*** SELECTED EXCERPT Section Begins ***

Composing Features with Automunge v1.8

Don’t Stop Believing

Nicholas Teague
Automunge
9 min readMay 5, 2019

--

That time of year thou mayst in me behold

When yellow leaves, or none, or few, do hang

Upon these boughs which shake against the cold,

Bare ruin’d choirs where late the sweet birds sang.

- Shakespeare

For those that haven’t been following along, I’ve been using this forum in recent months to document the development of a Python class intended as a tool to automate and/or simplify the final steps of data processing of tabular data prior to the application of machine learning. The tool takes as input pandas dataframes and transforms the output into numerically encoded sets which can be directly fed to machine learning algorithms in the framework of a user’s choice. In addition to a few default methods for automated processing, the tool also allows a user to assign distinct processing and infill methods to specific columns. Another nifty feature includes a method for deriving infill for missing or improperly formatted data with machine learning in a fully generalized and automated fashion. Probably the most underrated feature of the tool is the capability to facilitate consistent transformations for subsequently available data with just the simplest of function calls. Finally it’s certainly worth note that this class is more than just a static tool, it’s intended as a platform allowing users to incorporate their own feature engineering functions using simple data structures to build on top of all of these built in capabilities.

*** SELECTED EXCERPT Section Ends ***
*** DATA SUPPLIED Section Begins ***

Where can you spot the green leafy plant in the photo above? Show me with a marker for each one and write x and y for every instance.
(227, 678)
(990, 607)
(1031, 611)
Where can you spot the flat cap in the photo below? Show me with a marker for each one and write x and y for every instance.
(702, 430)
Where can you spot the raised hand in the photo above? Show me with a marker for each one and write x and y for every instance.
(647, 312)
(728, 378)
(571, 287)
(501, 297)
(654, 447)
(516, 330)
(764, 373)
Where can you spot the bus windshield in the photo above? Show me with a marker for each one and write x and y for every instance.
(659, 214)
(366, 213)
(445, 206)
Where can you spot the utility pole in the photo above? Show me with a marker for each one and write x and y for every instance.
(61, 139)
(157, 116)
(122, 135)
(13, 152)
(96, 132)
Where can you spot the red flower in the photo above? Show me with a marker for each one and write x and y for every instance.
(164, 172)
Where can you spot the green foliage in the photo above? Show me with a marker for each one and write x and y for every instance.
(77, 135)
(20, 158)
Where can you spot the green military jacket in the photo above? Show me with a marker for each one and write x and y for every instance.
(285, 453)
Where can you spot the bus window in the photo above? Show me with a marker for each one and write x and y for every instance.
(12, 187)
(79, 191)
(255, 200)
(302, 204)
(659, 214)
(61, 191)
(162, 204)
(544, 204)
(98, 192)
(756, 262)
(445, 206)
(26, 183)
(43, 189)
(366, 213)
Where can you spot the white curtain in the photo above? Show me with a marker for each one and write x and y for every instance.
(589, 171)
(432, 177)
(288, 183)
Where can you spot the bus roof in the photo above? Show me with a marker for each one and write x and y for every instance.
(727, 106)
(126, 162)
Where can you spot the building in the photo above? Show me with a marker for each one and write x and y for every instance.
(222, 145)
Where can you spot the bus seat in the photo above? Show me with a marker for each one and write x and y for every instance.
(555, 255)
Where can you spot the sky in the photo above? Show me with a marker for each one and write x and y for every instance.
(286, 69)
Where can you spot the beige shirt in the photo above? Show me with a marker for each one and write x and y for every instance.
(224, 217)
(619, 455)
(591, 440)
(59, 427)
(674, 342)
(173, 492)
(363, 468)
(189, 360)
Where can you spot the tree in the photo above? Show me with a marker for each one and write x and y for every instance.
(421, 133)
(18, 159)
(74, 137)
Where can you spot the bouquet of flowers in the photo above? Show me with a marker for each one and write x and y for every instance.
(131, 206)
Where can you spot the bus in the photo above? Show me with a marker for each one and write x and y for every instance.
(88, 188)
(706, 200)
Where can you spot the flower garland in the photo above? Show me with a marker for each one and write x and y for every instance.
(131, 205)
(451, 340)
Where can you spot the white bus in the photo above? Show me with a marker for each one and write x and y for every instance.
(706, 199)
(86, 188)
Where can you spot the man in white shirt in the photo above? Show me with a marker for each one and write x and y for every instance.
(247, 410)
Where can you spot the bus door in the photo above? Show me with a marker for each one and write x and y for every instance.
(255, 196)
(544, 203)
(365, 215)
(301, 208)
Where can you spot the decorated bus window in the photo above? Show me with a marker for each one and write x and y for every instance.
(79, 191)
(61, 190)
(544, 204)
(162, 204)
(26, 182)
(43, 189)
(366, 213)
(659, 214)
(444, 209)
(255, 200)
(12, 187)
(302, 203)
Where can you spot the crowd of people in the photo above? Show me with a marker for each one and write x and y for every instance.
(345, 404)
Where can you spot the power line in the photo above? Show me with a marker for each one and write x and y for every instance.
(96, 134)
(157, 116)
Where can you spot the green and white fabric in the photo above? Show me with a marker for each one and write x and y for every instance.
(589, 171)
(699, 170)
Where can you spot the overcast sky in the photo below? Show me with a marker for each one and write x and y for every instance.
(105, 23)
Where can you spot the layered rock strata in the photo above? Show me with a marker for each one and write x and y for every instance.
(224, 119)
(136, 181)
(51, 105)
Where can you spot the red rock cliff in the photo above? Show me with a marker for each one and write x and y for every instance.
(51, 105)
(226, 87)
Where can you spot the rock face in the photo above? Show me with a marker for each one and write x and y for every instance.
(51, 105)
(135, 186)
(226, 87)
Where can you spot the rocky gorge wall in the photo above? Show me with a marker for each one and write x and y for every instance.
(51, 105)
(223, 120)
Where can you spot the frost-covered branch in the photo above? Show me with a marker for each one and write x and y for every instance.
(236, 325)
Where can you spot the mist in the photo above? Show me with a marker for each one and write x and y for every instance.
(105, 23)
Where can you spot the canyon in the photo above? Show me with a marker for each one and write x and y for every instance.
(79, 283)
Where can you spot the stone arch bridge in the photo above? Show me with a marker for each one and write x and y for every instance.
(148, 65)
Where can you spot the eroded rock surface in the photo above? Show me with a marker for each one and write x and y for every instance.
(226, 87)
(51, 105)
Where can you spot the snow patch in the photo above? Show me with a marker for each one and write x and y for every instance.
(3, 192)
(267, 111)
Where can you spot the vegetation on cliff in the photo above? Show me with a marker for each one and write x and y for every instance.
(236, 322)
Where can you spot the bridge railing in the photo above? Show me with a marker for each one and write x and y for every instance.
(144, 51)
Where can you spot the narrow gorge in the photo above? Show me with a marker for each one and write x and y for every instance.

*** DATA SUPPLIED Section Ends ***

EXERCISE A: Update the Automunge article, starting at "Nicholas Teague" and ending at "sweet birds sang.", with "boughs" replaced by "branches".
EXERCISE B:
Answer the following from the Automunge article:
(i) What version of Automunge is named in the title?
(ii) Who is named as the author?
(iii) What does the tool take as input?
EXERCISE C: Resume the Automunge article from the point where it stops.

WRITTEN REPLY A:
Nicholas Teague
Automunge
9 min readMay 5, 2019

--

That time of year thou mayst in me behold

When yellow leaves, or none, or few, do hang

Upon these branches which shake against the cold,

Bare ruin’d choirs where late the sweet birds sang.

WRITTEN REPLY B:
(i) v1.8
(ii) Nicholas Teague
(iii) Pandas dataframes

WRITTEN REPLY C:
This week’s updates, in addition to attendance at a really fun charity golf tournament and concert to benefit victims of breast cancer, included a little bit of playing catchup with respect to those snafus that were noted in last week’s essay. These included an issue with power-law transformations, an issue with feature importance methods applied parallel to custom processing, as well as the implementation of feature selection methods for trimming candidate column derivations from the output. Each of these were thankfully resolved, and along the way we even got a chance to round out the library of feature engineering methods with some really neat supplemental derivations for time-series data which we’ll demonstrate below.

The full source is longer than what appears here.